> Given request
Copy out every line of the entries below that contains the word "brick".

★ ★ ★ ★ ★

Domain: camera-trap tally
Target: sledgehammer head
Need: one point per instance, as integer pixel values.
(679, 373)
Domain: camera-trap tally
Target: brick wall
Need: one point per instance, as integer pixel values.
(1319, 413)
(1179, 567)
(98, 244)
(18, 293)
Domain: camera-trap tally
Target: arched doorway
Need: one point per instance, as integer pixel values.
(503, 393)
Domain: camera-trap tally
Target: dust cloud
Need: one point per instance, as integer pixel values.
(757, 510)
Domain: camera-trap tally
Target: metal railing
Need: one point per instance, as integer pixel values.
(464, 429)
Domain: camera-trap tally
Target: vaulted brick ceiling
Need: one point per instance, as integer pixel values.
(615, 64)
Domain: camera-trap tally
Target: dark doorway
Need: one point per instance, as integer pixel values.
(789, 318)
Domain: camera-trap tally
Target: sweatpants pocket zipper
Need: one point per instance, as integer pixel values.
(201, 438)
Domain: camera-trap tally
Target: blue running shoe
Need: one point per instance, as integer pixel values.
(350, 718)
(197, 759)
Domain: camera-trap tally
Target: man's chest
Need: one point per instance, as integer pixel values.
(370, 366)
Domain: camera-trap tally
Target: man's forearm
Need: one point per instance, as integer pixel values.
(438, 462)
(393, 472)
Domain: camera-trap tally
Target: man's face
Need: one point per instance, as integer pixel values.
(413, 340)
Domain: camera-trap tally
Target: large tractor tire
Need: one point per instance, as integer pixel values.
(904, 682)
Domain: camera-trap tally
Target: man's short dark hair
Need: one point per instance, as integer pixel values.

★ ★ ★ ★ ★

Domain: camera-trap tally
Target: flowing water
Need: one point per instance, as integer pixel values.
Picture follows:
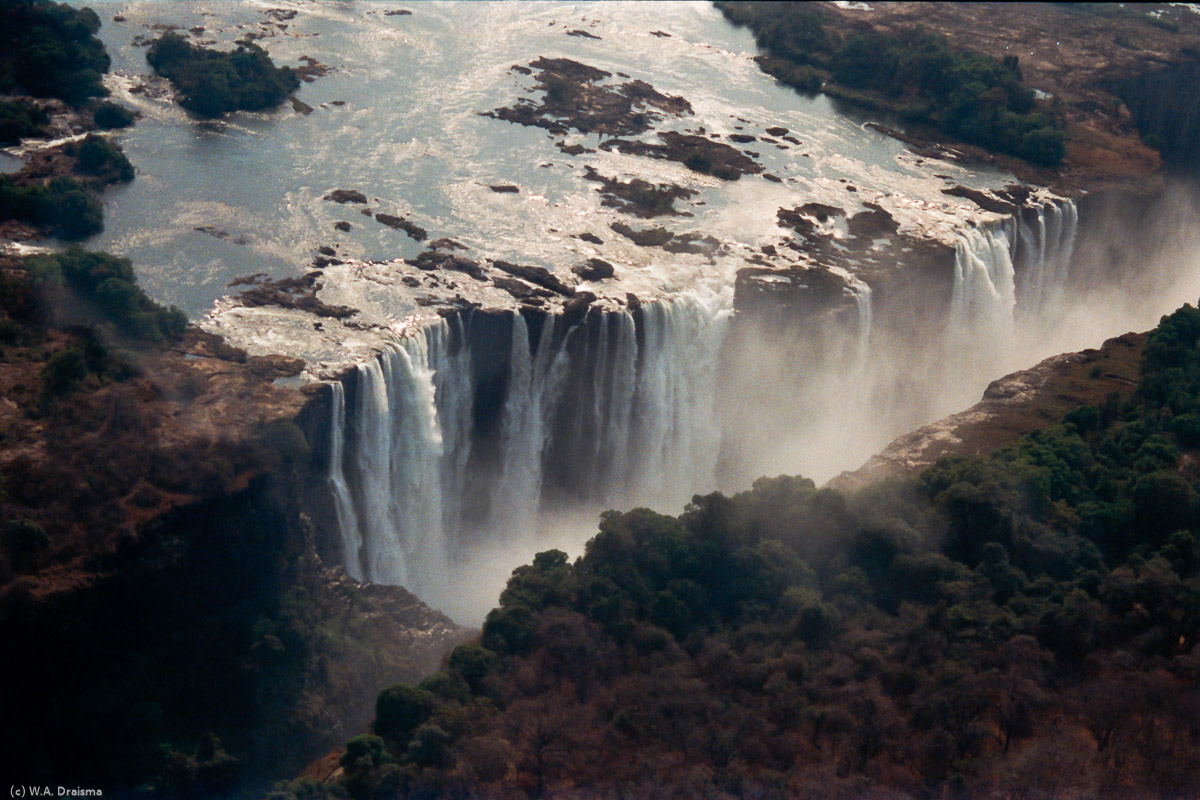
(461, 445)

★ ★ ★ ★ ★

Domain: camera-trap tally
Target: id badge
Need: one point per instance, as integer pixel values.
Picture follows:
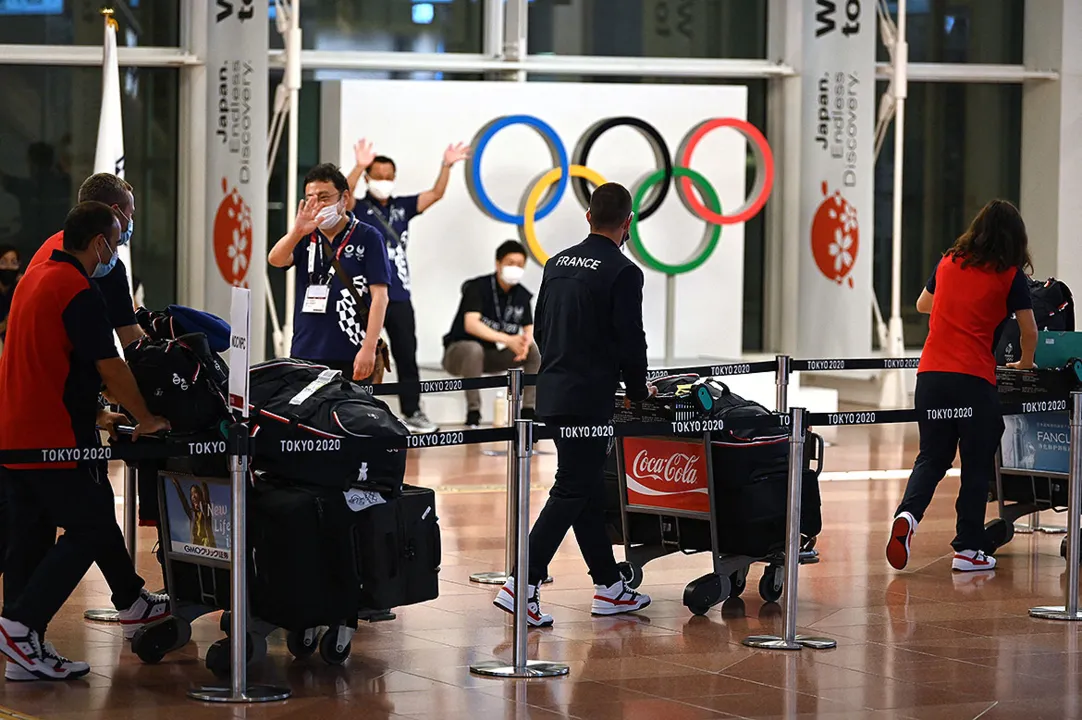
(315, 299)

★ ★ ★ ★ ★

> Reply to the task
Target: brick wall
Target: vaulted brick ceiling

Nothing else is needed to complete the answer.